Material for the task:
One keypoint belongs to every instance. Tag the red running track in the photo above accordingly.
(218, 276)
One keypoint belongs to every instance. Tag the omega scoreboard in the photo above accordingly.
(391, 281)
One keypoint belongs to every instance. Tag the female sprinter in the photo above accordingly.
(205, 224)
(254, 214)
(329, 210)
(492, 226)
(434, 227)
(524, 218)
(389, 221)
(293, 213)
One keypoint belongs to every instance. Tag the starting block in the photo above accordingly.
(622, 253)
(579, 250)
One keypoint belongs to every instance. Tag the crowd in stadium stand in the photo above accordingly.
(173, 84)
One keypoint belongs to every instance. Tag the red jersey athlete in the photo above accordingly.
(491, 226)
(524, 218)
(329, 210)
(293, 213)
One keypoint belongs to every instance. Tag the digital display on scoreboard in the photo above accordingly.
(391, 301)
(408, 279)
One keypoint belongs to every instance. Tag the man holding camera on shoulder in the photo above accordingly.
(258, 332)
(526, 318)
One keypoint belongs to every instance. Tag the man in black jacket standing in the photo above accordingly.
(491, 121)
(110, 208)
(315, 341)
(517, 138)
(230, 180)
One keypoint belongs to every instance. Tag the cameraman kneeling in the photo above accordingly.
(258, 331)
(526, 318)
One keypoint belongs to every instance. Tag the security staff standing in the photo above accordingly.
* * *
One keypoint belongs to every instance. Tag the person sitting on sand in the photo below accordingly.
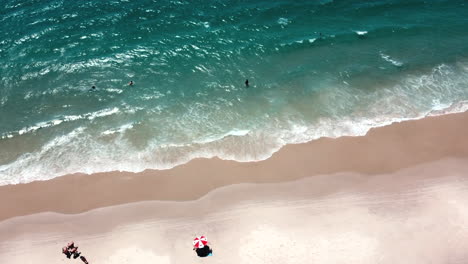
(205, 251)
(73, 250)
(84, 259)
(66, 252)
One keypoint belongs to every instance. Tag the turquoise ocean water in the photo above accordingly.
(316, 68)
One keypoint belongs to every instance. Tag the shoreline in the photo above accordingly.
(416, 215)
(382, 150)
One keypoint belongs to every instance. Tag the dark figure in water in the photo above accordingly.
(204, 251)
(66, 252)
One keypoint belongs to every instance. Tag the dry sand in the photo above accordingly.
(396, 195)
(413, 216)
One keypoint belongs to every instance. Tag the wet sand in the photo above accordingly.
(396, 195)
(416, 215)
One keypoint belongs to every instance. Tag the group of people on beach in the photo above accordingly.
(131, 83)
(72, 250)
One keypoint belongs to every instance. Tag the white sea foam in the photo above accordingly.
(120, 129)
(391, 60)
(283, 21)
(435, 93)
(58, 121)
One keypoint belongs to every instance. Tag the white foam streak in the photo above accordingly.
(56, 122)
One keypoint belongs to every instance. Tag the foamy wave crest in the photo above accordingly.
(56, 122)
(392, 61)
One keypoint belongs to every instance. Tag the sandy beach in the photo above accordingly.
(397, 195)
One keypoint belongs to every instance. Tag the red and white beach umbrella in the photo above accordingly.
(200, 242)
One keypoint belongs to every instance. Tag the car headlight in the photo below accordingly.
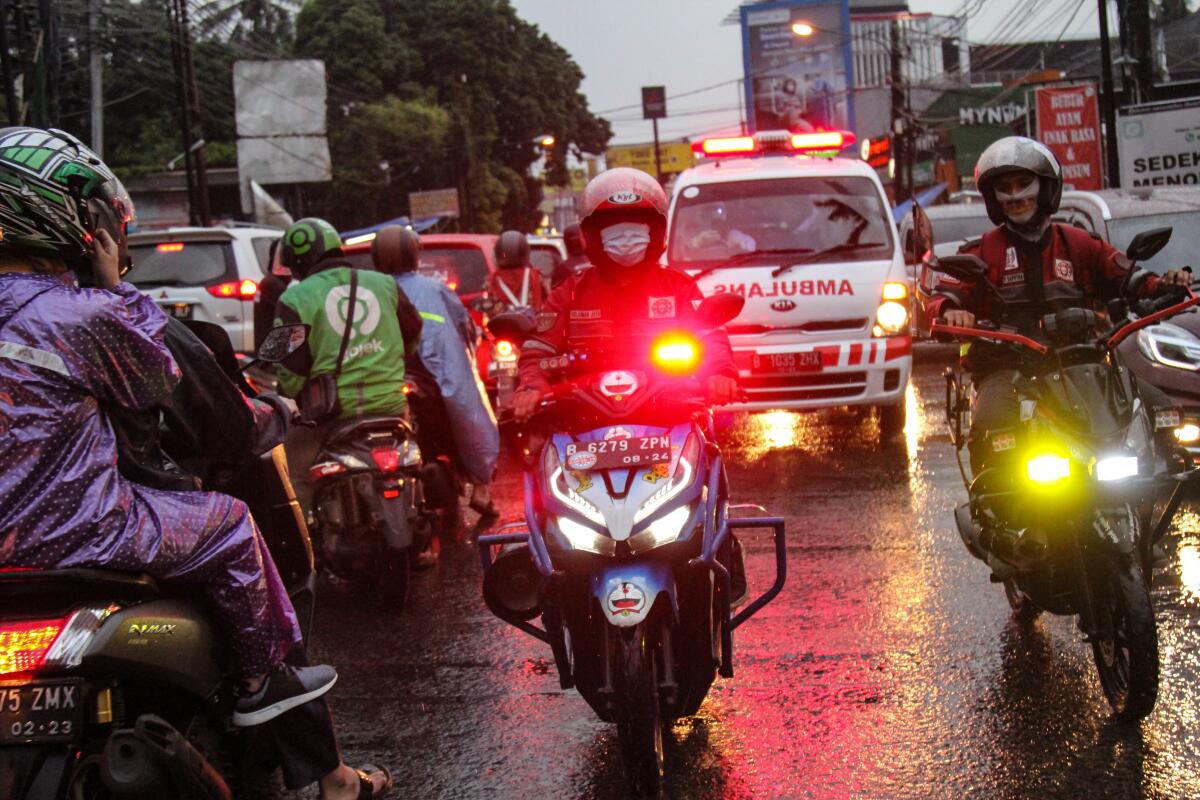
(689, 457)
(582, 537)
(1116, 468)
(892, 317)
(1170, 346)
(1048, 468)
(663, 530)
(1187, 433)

Direction: Please identify every line in the records above that contains the word "standing" and copy each one. Case counts.

Response to the task:
One keypoint belongs to every instance. Tag the man in black jacket standing in the photo above accordingly.
One keypoint belongs to every instance. Tag the security staff standing in the photo above accordingly.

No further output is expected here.